Your goal:
Begin at the line that has "--target black long-sleeve top" and stop at the end of the records. Copy every line in that span, adding -27 to each coordinate in the answer outlines and leaving all other text unchanged.

Dataset records:
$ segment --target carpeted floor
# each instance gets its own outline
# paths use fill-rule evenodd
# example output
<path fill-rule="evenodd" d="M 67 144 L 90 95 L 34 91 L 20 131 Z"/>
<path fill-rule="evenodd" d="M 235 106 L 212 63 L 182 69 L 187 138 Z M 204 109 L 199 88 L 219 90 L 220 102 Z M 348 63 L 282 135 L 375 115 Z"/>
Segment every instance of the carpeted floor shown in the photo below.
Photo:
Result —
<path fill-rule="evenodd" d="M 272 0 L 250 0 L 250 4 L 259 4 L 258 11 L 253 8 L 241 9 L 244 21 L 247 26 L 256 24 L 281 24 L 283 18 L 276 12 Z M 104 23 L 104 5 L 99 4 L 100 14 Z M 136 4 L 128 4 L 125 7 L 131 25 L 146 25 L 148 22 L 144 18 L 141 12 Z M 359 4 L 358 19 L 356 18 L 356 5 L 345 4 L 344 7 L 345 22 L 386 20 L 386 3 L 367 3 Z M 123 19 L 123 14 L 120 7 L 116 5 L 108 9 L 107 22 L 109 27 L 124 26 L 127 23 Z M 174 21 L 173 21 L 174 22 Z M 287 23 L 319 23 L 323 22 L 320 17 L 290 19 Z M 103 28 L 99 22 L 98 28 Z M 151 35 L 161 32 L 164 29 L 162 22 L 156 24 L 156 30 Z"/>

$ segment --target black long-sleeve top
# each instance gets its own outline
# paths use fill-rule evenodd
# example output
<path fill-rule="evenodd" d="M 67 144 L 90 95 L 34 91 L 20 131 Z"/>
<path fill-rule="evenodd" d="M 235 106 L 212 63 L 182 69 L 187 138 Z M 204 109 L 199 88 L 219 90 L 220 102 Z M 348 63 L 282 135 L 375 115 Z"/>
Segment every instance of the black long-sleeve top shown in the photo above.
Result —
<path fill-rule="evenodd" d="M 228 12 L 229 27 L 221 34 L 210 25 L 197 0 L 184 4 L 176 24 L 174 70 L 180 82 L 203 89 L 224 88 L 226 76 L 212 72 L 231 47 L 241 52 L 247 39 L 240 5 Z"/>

Response to the exercise:
$ segment --target black long-sleeve top
# each instance gets its own outline
# paths use fill-rule evenodd
# example output
<path fill-rule="evenodd" d="M 67 144 L 90 95 L 34 91 L 20 131 Z"/>
<path fill-rule="evenodd" d="M 235 106 L 212 63 L 182 69 L 187 138 Z M 204 109 L 199 88 L 219 90 L 220 102 Z M 348 63 L 282 135 L 375 115 Z"/>
Segment every instance of the black long-sleeve top shown in the photo above.
Result —
<path fill-rule="evenodd" d="M 201 -15 L 202 0 L 194 7 L 183 -2 L 170 -27 L 157 -23 L 149 -3 L 147 43 L 153 55 L 176 62 L 197 61 L 199 49 L 185 45 L 204 20 L 214 25 L 220 12 L 213 -22 Z"/>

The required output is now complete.